##### Fonte
É no âmbito da sociologia
que a expressão recebe o nome de solidariedade, para caracterizar
os modelos descritivos e normativos de sociedades comunitárias,
dentro das quais os bens são repartidos para o usufruto comum
e as ações são coletivamente praticadas, em regime
de cooperação mútua.
Mesmo no campo da política,
é possível agregar, até certo ponto, a noção
de solidariedade ao conceito de democracia, porquanto as sociedades
democráticas pressupõem a predominância do interesse
comum e da participação pública, que são
formas coletivas de viabilização da solidariedade, para
se realizarem enquanto tal. Existem, porém, limites a essa
apropriação teórica, já que são
também consideradas democráticas as sociedades políticas
representativas, nas quais o "representante", ao agir em
nome dos "representados", finge ocupar-lhes o lugar, de
certa forma calando-os, ato que rompe, ao menos parcialmente, com
a ideia de solidariedade (embora viabilize as formas complexas de
organização social, às vezes impraticáveis
tão somente pelas redes de solidariedade). Há quem afirme
por isso que a crise atual da democracia representativa é,
na verdade, uma crise de ausência da solidariedade real.
##########
##### Material fornecido
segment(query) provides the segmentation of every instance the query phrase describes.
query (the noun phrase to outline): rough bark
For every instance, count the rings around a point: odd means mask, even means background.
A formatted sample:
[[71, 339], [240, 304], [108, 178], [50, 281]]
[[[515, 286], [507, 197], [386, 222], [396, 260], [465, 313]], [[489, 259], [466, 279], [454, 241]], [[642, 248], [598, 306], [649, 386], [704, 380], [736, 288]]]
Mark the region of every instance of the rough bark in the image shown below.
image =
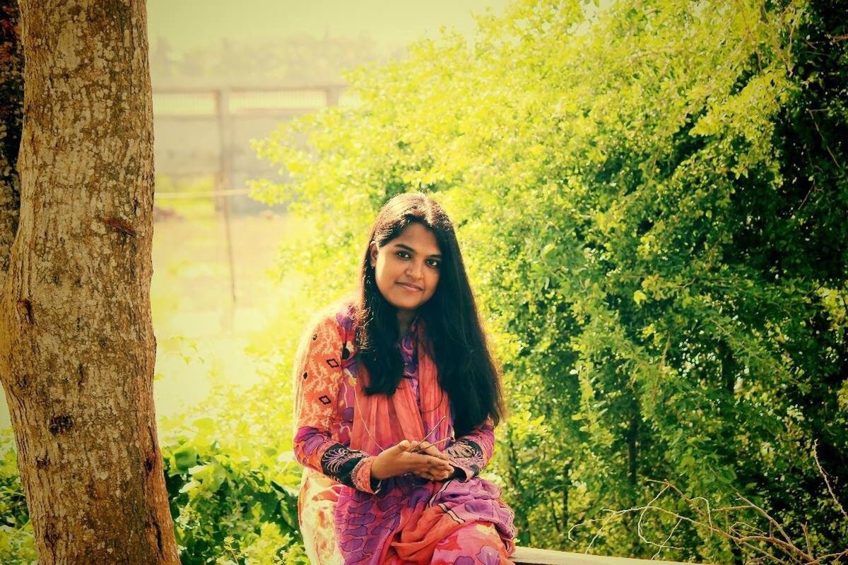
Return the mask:
[[153, 405], [146, 25], [137, 0], [20, 3], [0, 379], [42, 565], [179, 562]]

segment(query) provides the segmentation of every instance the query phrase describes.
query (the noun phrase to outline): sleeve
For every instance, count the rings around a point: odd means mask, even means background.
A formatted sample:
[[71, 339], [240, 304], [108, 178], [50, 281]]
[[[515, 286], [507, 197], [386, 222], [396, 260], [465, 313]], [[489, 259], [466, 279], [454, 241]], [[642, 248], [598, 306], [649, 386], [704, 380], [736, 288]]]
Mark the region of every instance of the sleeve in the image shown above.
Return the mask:
[[373, 456], [332, 439], [343, 374], [341, 328], [328, 318], [309, 332], [294, 363], [294, 457], [310, 468], [365, 492], [375, 493], [380, 481], [371, 477]]
[[494, 451], [494, 426], [492, 418], [466, 435], [457, 438], [444, 452], [450, 457], [450, 463], [456, 468], [455, 479], [468, 480], [480, 474], [488, 463]]

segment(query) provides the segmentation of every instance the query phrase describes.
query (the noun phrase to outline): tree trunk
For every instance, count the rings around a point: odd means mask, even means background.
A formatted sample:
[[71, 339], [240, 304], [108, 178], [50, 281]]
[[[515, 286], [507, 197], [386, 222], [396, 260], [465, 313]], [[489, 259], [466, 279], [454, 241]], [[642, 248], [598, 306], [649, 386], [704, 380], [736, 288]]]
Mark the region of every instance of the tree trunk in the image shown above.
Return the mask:
[[0, 379], [42, 565], [179, 562], [153, 405], [146, 19], [137, 0], [20, 3]]
[[17, 0], [0, 0], [0, 287], [18, 230], [18, 147], [24, 113], [24, 54]]

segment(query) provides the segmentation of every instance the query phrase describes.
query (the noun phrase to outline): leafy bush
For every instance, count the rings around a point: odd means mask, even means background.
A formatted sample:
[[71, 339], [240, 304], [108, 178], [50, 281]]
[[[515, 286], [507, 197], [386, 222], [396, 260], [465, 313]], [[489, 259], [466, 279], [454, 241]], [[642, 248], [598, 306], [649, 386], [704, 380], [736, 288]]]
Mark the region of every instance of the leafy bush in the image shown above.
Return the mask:
[[[184, 565], [308, 565], [298, 532], [299, 468], [291, 452], [268, 447], [254, 464], [211, 439], [196, 420], [165, 442], [165, 483]], [[0, 436], [0, 562], [31, 565], [37, 556], [11, 430]]]

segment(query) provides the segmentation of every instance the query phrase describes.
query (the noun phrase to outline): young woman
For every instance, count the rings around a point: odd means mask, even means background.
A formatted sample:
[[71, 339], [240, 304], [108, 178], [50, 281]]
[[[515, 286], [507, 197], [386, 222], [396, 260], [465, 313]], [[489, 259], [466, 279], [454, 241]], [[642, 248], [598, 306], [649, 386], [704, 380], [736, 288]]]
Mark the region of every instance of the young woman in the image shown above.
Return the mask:
[[380, 211], [358, 300], [295, 365], [299, 518], [324, 563], [509, 563], [513, 514], [477, 475], [504, 415], [454, 226], [422, 194]]

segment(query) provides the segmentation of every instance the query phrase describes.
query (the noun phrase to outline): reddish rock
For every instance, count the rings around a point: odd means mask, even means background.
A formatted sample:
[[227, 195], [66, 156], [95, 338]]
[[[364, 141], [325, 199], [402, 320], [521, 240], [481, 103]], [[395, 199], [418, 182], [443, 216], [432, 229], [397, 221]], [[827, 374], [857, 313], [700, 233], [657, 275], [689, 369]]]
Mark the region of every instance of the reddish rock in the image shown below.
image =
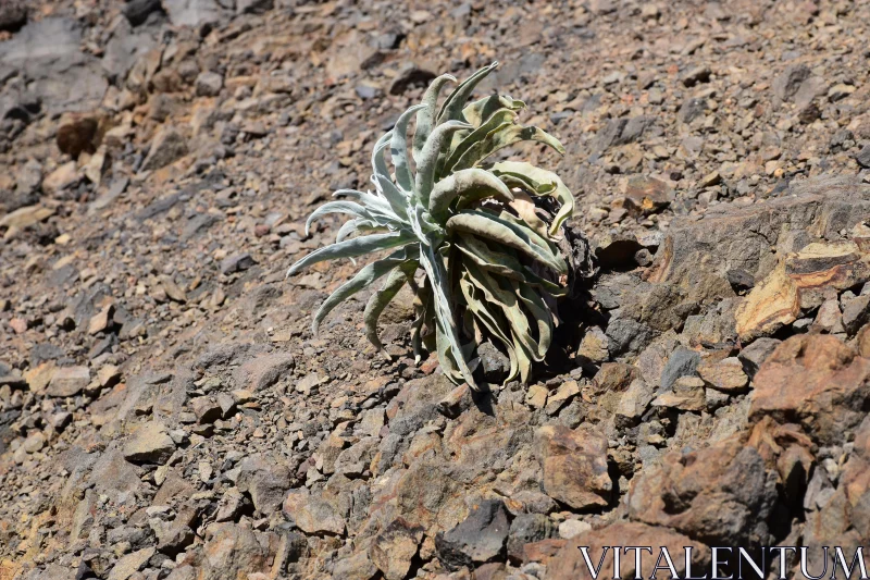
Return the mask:
[[394, 520], [378, 533], [369, 548], [369, 557], [387, 580], [402, 580], [411, 569], [423, 539], [423, 528], [403, 519]]
[[707, 386], [725, 393], [743, 391], [749, 383], [749, 378], [743, 372], [743, 365], [736, 357], [701, 362], [698, 365], [698, 374]]
[[865, 418], [870, 358], [831, 335], [783, 342], [755, 375], [750, 417], [799, 422], [820, 444], [836, 444]]
[[544, 491], [574, 509], [606, 506], [613, 482], [607, 472], [607, 439], [593, 431], [545, 425], [535, 433]]
[[773, 467], [736, 437], [697, 452], [672, 452], [632, 482], [629, 517], [710, 545], [763, 543], [770, 539], [767, 521], [778, 480]]
[[[605, 546], [651, 546], [652, 554], [642, 553], [641, 570], [635, 569], [634, 553], [623, 553], [620, 557], [620, 569], [614, 570], [613, 552], [609, 550], [604, 557], [598, 578], [651, 578], [656, 559], [660, 551], [668, 551], [674, 568], [680, 577], [684, 576], [686, 547], [692, 547], [692, 575], [701, 577], [709, 573], [710, 548], [685, 535], [669, 530], [635, 522], [611, 523], [606, 528], [589, 530], [568, 540], [564, 546], [547, 564], [546, 580], [585, 580], [592, 579], [589, 569], [581, 552], [581, 546], [588, 548], [589, 560], [596, 566], [601, 558]], [[662, 566], [664, 560], [662, 560]], [[659, 570], [659, 573], [661, 571]], [[663, 573], [662, 578], [670, 578]]]

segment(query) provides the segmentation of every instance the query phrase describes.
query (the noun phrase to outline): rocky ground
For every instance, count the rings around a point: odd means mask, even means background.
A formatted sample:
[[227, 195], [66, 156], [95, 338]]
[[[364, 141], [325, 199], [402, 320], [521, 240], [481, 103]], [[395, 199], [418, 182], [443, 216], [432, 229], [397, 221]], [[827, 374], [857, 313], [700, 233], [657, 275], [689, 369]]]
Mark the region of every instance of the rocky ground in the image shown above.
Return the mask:
[[[567, 580], [579, 545], [867, 545], [869, 22], [0, 1], [0, 579]], [[413, 365], [408, 299], [386, 360], [364, 296], [310, 334], [350, 264], [284, 272], [423, 83], [493, 60], [480, 91], [566, 145], [511, 152], [562, 175], [599, 270], [533, 384], [472, 399]]]

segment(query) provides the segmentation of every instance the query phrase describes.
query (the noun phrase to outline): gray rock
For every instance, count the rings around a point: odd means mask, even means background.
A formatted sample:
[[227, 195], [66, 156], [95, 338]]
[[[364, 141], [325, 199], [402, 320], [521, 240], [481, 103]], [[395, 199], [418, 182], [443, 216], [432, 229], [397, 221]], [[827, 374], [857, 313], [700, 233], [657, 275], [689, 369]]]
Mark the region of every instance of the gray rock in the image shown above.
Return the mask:
[[94, 109], [108, 83], [100, 62], [80, 45], [82, 30], [73, 20], [50, 16], [30, 22], [11, 40], [0, 42], [0, 69], [17, 69], [46, 110]]
[[870, 296], [857, 296], [843, 305], [843, 328], [855, 334], [870, 320]]
[[791, 100], [809, 75], [810, 70], [806, 64], [790, 65], [773, 81], [773, 94], [781, 101]]
[[630, 318], [611, 320], [605, 330], [610, 340], [611, 356], [637, 354], [651, 343], [658, 333], [642, 322]]
[[239, 465], [236, 486], [250, 494], [253, 507], [269, 515], [277, 510], [290, 488], [290, 470], [274, 456], [248, 457]]
[[256, 263], [257, 262], [253, 260], [253, 258], [251, 258], [250, 254], [236, 254], [234, 256], [228, 256], [221, 261], [221, 273], [226, 275], [234, 274], [236, 272], [244, 272]]
[[133, 462], [163, 465], [175, 452], [175, 442], [166, 425], [149, 421], [139, 425], [124, 445], [124, 458]]
[[695, 374], [699, 363], [700, 355], [698, 353], [683, 346], [678, 347], [676, 350], [671, 353], [664, 369], [661, 371], [658, 393], [669, 391], [679, 378]]
[[224, 88], [224, 77], [212, 71], [203, 71], [197, 76], [195, 86], [198, 97], [216, 97]]
[[706, 107], [707, 103], [704, 99], [689, 97], [683, 101], [680, 111], [676, 113], [676, 119], [679, 119], [681, 123], [692, 123], [695, 119], [704, 114]]
[[134, 26], [145, 24], [151, 13], [162, 11], [163, 7], [160, 4], [160, 0], [127, 0], [123, 9], [124, 15]]
[[408, 63], [390, 83], [389, 94], [401, 95], [412, 86], [428, 85], [435, 76], [435, 73], [427, 69], [421, 69], [414, 63]]
[[686, 71], [686, 73], [681, 78], [683, 86], [686, 87], [694, 87], [698, 83], [707, 83], [710, 81], [710, 67], [707, 65], [695, 66]]
[[345, 519], [328, 502], [308, 490], [290, 491], [284, 501], [284, 511], [306, 533], [345, 532]]
[[[158, 2], [158, 9], [159, 4], [160, 2]], [[127, 7], [129, 5], [132, 3], [127, 4]], [[136, 61], [145, 58], [145, 54], [154, 46], [157, 46], [157, 41], [150, 30], [141, 28], [134, 32], [129, 23], [120, 21], [112, 28], [112, 36], [105, 44], [102, 69], [109, 75], [110, 81], [115, 83], [123, 81]]]
[[644, 135], [654, 121], [655, 118], [643, 115], [631, 119], [611, 119], [595, 136], [592, 149], [601, 153], [610, 147], [634, 143]]
[[15, 32], [27, 23], [27, 4], [24, 0], [0, 2], [0, 30]]
[[151, 143], [148, 157], [142, 162], [142, 171], [152, 171], [169, 165], [187, 155], [187, 141], [174, 128], [164, 128]]
[[464, 521], [435, 536], [435, 550], [447, 569], [492, 562], [502, 555], [510, 532], [508, 509], [500, 499], [481, 502]]
[[776, 349], [782, 341], [776, 338], [762, 337], [758, 338], [739, 351], [737, 358], [743, 363], [743, 372], [749, 379], [755, 377], [761, 363]]
[[855, 161], [865, 169], [870, 168], [870, 145], [865, 145], [861, 150], [855, 155]]
[[46, 394], [50, 397], [73, 397], [90, 383], [87, 367], [61, 367], [54, 372]]
[[552, 521], [544, 514], [520, 514], [510, 523], [508, 557], [522, 562], [523, 545], [552, 536]]
[[216, 0], [163, 0], [163, 9], [174, 26], [191, 28], [215, 24], [229, 15]]
[[487, 341], [478, 346], [477, 356], [481, 358], [481, 367], [487, 382], [500, 384], [510, 372], [510, 360], [493, 343]]

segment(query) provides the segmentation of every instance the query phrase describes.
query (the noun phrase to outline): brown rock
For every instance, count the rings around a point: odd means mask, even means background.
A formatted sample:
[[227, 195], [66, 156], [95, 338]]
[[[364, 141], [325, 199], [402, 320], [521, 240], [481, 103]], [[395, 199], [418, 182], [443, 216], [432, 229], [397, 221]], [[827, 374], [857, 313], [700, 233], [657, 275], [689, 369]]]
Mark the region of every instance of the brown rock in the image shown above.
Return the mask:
##########
Escreva a continuação do texto sobre solidariedade e democracia, começando logo após a última frase apresentada.

| Resposta |
Há diferença entre a
solidariedade, tratada como conceito base para explicar e propor uma
ordem social, e uma outra, definida como forma estereotipada e casual
de auxílio a outras pessoas. Talvez se possa afirmar que há
a possibilidade de uma solidariedade permanente, funcionando como
cimento social, e uma solidariedade instantânea, de consumo.
Para os termos deste trabalho, consideramos como autêntico apenas
o primeiro tipo, por oferecer condições para uma análise
normativa da vivência social.
Dois conceitos fundamentam a
noção de solidariedade neste trabalho: o outro e a comunicação.
Definimos o outro como sendo a manifestação da diferença,
da verdade que não se encontra no eu; e comunicação
como o movimento que começa no outro e se efetua de forma a
revelar as diferenças dele, sem que isso implique estabelecer
guerras ou disputas visando eliminar tais diferenças. O estudo
da solidariedade é, pois, essencialmente o estudo das condições
de possibilidades e limites da interação social efetivamente
comunicativa com os outros.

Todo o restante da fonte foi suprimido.